### Written task 1:
From the Dante quotation text, pull out the passage that begins with the words containing "Necessity, not Choice, has" and ends with "and not sport.", copying it word for word.

### Text segment:
Dante Alighieri the poet
Dante Alighieri (1265-1321) Italian poet
The Divine Comedy [Divina Commedia], Book 1 “Inferno,” Canto 12, l. 87 (12.87) [Virgil] (1309) [tr. Sinclair (1939)]
    (Source)

Explaining why a living mortal is wandering around Hell. (Source (Italian)). Alternate translations:

Necessity, not Choice, has brought him here.
[tr. Rogers (1782)]

'Twas fate compell'd him, no profane delight.
[tr. Boyd (1802), st. 13]

Thereto induc’d
By strict necessity, not by delight.
[tr. Cary (1814)]

Nor pleasure draws us, but necessity.
[tr. Dayman (1843)]

Necessity brings him to it, and not sport.
[tr. Carlyle (1849)]

Necessity the cause, and not delight.
[tr. Bannerman (1850)]

Necessity compels him, not delight.
[tr. Johnston (1867)]

Necessity, and not delight, impels us.

### Source material:
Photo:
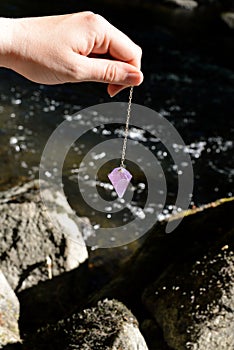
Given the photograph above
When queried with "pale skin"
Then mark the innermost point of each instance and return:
(75, 47)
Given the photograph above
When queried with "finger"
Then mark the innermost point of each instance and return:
(114, 89)
(106, 71)
(118, 44)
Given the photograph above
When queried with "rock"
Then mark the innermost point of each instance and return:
(9, 314)
(198, 230)
(38, 243)
(228, 18)
(186, 4)
(108, 325)
(193, 302)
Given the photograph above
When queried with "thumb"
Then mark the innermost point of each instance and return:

### Written task 2:
Rewrite the whole listing with "photograph" changed to "image" wherever it occurs, leaving everything else unchanged and omitting the pictures.

### Written reply 1:
Necessity, not Choice, has brought him here.
[tr. Rogers (1782)]

'Twas fate compell'd him, no profane delight.
[tr. Boyd (1802), st. 13]

Thereto induc’d
By strict necessity, not by delight.
[tr. Cary (1814)]

Nor pleasure draws us, but necessity.
[tr. Dayman (1843)]

Necessity brings him to it, and not sport.

### Written reply 2:
Photo:
Given the image above
When queried with "pale skin"
Then mark the innermost point of each instance and return:
(75, 47)
Given the image above
When queried with "finger"
Then mark the innermost point of each instance and return:
(114, 89)
(106, 71)
(118, 44)
Given the image above
When queried with "rock"
Then mark the innermost point of each instance and return:
(9, 314)
(198, 230)
(38, 243)
(228, 18)
(186, 4)
(108, 325)
(193, 302)
Given the image above
When queried with "thumb"
Then mark the innermost point of each instance and return:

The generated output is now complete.